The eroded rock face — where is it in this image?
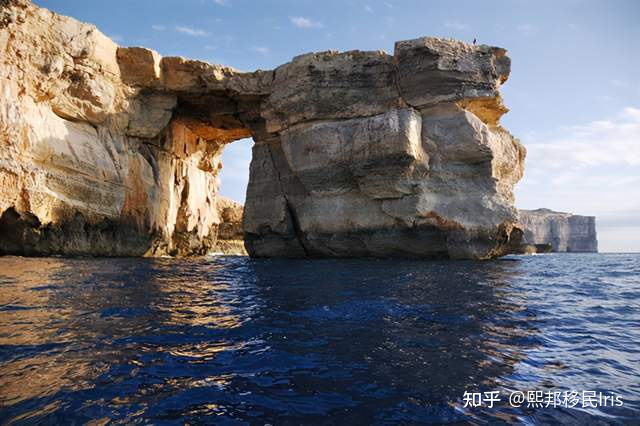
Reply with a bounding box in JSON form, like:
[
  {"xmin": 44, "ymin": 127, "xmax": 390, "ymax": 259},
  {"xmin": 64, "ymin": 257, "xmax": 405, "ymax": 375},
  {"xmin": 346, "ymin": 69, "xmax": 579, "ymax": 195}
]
[
  {"xmin": 213, "ymin": 197, "xmax": 246, "ymax": 255},
  {"xmin": 518, "ymin": 209, "xmax": 598, "ymax": 253},
  {"xmin": 0, "ymin": 0, "xmax": 526, "ymax": 259},
  {"xmin": 243, "ymin": 38, "xmax": 525, "ymax": 259},
  {"xmin": 0, "ymin": 0, "xmax": 235, "ymax": 256}
]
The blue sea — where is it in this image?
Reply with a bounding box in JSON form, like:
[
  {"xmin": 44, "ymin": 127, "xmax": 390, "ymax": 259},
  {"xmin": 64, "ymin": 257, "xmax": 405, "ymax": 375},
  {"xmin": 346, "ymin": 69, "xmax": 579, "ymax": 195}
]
[{"xmin": 0, "ymin": 253, "xmax": 638, "ymax": 425}]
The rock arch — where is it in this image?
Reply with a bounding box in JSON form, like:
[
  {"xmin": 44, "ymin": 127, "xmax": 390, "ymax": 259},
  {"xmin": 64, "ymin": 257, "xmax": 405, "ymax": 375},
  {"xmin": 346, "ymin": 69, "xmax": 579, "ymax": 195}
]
[{"xmin": 0, "ymin": 0, "xmax": 525, "ymax": 259}]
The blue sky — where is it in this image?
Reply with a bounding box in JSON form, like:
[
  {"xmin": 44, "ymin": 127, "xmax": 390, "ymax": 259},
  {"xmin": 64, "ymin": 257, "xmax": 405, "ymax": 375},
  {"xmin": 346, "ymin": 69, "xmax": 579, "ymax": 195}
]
[{"xmin": 36, "ymin": 0, "xmax": 640, "ymax": 252}]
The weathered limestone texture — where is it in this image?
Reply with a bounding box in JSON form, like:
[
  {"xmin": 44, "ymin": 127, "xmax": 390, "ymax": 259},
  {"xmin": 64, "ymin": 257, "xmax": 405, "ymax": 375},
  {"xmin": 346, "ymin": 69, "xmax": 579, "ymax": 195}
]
[
  {"xmin": 213, "ymin": 197, "xmax": 247, "ymax": 255},
  {"xmin": 518, "ymin": 209, "xmax": 598, "ymax": 253},
  {"xmin": 243, "ymin": 40, "xmax": 525, "ymax": 259},
  {"xmin": 0, "ymin": 0, "xmax": 242, "ymax": 256},
  {"xmin": 0, "ymin": 0, "xmax": 526, "ymax": 259}
]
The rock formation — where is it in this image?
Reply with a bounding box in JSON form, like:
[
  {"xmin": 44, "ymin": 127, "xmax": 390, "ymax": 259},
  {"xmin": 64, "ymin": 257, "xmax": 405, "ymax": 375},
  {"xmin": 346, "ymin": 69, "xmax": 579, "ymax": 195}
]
[
  {"xmin": 518, "ymin": 209, "xmax": 598, "ymax": 253},
  {"xmin": 0, "ymin": 0, "xmax": 526, "ymax": 259},
  {"xmin": 213, "ymin": 197, "xmax": 246, "ymax": 255}
]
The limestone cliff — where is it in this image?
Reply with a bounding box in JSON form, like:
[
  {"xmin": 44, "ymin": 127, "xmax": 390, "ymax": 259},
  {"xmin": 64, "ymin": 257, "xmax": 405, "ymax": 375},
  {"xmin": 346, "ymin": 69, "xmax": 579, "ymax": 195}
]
[
  {"xmin": 0, "ymin": 0, "xmax": 245, "ymax": 256},
  {"xmin": 213, "ymin": 197, "xmax": 246, "ymax": 255},
  {"xmin": 0, "ymin": 0, "xmax": 526, "ymax": 259},
  {"xmin": 518, "ymin": 209, "xmax": 598, "ymax": 253},
  {"xmin": 242, "ymin": 39, "xmax": 525, "ymax": 259}
]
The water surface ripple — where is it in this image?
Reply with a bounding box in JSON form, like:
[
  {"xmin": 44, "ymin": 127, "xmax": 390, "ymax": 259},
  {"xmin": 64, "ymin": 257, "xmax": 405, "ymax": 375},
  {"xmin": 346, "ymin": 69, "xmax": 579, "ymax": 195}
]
[{"xmin": 0, "ymin": 253, "xmax": 638, "ymax": 424}]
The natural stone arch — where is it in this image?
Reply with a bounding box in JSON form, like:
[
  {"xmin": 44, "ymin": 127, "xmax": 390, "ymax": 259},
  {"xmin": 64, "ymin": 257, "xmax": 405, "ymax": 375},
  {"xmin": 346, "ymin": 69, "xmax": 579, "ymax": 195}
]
[{"xmin": 0, "ymin": 0, "xmax": 526, "ymax": 259}]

● ● ● ●

TASK REQUIREMENTS —
Please retype the listing exactly, leaving out any images.

WRITTEN RESPONSE —
The eroded rock face — where is it in this image?
Reply with a bounding box in JSON form, like:
[
  {"xmin": 44, "ymin": 127, "xmax": 390, "ymax": 259},
  {"xmin": 64, "ymin": 257, "xmax": 405, "ymax": 375},
  {"xmin": 346, "ymin": 69, "xmax": 579, "ymax": 195}
]
[
  {"xmin": 213, "ymin": 197, "xmax": 246, "ymax": 255},
  {"xmin": 518, "ymin": 209, "xmax": 598, "ymax": 253},
  {"xmin": 0, "ymin": 0, "xmax": 526, "ymax": 259},
  {"xmin": 243, "ymin": 38, "xmax": 525, "ymax": 259},
  {"xmin": 0, "ymin": 0, "xmax": 235, "ymax": 256}
]
The blue sea — where is it in this image?
Reply with a bounding box in JSON form, like:
[
  {"xmin": 44, "ymin": 127, "xmax": 390, "ymax": 259},
  {"xmin": 64, "ymin": 257, "xmax": 405, "ymax": 375},
  {"xmin": 346, "ymin": 69, "xmax": 579, "ymax": 195}
]
[{"xmin": 0, "ymin": 253, "xmax": 638, "ymax": 425}]
The rock arch — where is it in this image?
Reply with a bounding box in JSON form, like:
[
  {"xmin": 44, "ymin": 127, "xmax": 390, "ymax": 259},
  {"xmin": 64, "ymin": 257, "xmax": 405, "ymax": 375},
  {"xmin": 346, "ymin": 69, "xmax": 579, "ymax": 195}
]
[{"xmin": 0, "ymin": 0, "xmax": 525, "ymax": 259}]
The blue sky — where is it in this image?
Reply with a bounding box in JSON form, like:
[
  {"xmin": 44, "ymin": 127, "xmax": 390, "ymax": 259},
  {"xmin": 64, "ymin": 257, "xmax": 405, "ymax": 375},
  {"xmin": 346, "ymin": 69, "xmax": 579, "ymax": 195}
]
[{"xmin": 36, "ymin": 0, "xmax": 640, "ymax": 252}]
The weathered limestone texture — where is it in this image?
Reply with a bounding box in JSON form, like:
[
  {"xmin": 44, "ymin": 127, "xmax": 390, "ymax": 259},
  {"xmin": 64, "ymin": 257, "xmax": 405, "ymax": 375},
  {"xmin": 346, "ymin": 69, "xmax": 579, "ymax": 195}
]
[
  {"xmin": 213, "ymin": 197, "xmax": 247, "ymax": 255},
  {"xmin": 518, "ymin": 209, "xmax": 598, "ymax": 253},
  {"xmin": 243, "ymin": 40, "xmax": 525, "ymax": 259},
  {"xmin": 0, "ymin": 0, "xmax": 242, "ymax": 256},
  {"xmin": 0, "ymin": 0, "xmax": 526, "ymax": 259}
]
The rock formation — where is it in this image?
Reply with a bounding box in JSON form, like:
[
  {"xmin": 44, "ymin": 127, "xmax": 390, "ymax": 259},
  {"xmin": 64, "ymin": 257, "xmax": 405, "ymax": 375},
  {"xmin": 346, "ymin": 69, "xmax": 579, "ymax": 195}
]
[
  {"xmin": 518, "ymin": 209, "xmax": 598, "ymax": 253},
  {"xmin": 0, "ymin": 0, "xmax": 526, "ymax": 259},
  {"xmin": 213, "ymin": 197, "xmax": 246, "ymax": 255}
]
The limestone cliff — where is it in this image?
Reply with a bounding box in JSON form, like:
[
  {"xmin": 44, "ymin": 127, "xmax": 390, "ymax": 259},
  {"xmin": 64, "ymin": 257, "xmax": 405, "ymax": 375},
  {"xmin": 346, "ymin": 69, "xmax": 579, "ymax": 195}
]
[
  {"xmin": 0, "ymin": 0, "xmax": 245, "ymax": 256},
  {"xmin": 213, "ymin": 197, "xmax": 246, "ymax": 255},
  {"xmin": 0, "ymin": 0, "xmax": 526, "ymax": 259},
  {"xmin": 518, "ymin": 209, "xmax": 598, "ymax": 253},
  {"xmin": 242, "ymin": 39, "xmax": 525, "ymax": 259}
]
The water surface ripple — where is it in this image?
Reply with a bounding box in JSON form, like:
[
  {"xmin": 44, "ymin": 127, "xmax": 390, "ymax": 259},
  {"xmin": 64, "ymin": 257, "xmax": 405, "ymax": 375},
  {"xmin": 346, "ymin": 69, "xmax": 579, "ymax": 195}
]
[{"xmin": 0, "ymin": 253, "xmax": 638, "ymax": 424}]
The natural stone arch — where is it in this image?
Reply with a bounding box in JSON form, like:
[
  {"xmin": 44, "ymin": 127, "xmax": 390, "ymax": 259},
  {"xmin": 64, "ymin": 257, "xmax": 405, "ymax": 375},
  {"xmin": 346, "ymin": 69, "xmax": 579, "ymax": 195}
]
[{"xmin": 0, "ymin": 0, "xmax": 526, "ymax": 259}]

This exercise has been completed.